• Description of the task: Rename "locator" to "annotator" in every one of the records below. Leave all other text unchanged.

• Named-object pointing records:

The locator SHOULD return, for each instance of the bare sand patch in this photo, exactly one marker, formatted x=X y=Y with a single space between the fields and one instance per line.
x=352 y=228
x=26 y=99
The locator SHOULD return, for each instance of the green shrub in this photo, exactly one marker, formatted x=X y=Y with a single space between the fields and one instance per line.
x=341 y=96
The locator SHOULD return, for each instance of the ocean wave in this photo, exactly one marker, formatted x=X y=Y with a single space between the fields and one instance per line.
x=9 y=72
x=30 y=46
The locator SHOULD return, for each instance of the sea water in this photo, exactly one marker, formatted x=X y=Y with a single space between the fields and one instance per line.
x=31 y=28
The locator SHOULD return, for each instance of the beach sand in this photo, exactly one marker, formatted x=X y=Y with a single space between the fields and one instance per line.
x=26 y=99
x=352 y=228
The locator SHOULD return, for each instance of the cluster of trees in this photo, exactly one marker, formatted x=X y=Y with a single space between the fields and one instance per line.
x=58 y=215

• Task result:
The annotator SHOULD return, for each instance of the bare sand patch in this photo, exactly one marker, formatted x=X y=Y with a single space between the fields and one instance per line.
x=352 y=228
x=26 y=99
The annotator SHOULD return, for each instance of the green shrub in this photo, exactly one marker, formatted x=X y=Y with a single space between the fields and one instance per line.
x=341 y=96
The annotator SHOULD return, for each instance of the ocean wave in this photo, exactly one marker, formatted x=X y=Y with a single space between the fields and one instance per line.
x=9 y=72
x=30 y=46
The annotator SHOULD return, for each instance of the sea water in this photo, exactly one marker, formatted x=X y=Y with a single space between the fields and one instance per line.
x=31 y=28
The annotator SHOULD return, for each instance of the beach sand in this photo, exactly one marker, formatted x=X y=Y with a single space between the fields and one instance per line.
x=26 y=99
x=352 y=228
The annotator SHOULD return, for each instance of the cluster of trees in this photo, exactly one marker, formatted x=X y=Y with a single space between the fields and one instance per line.
x=58 y=215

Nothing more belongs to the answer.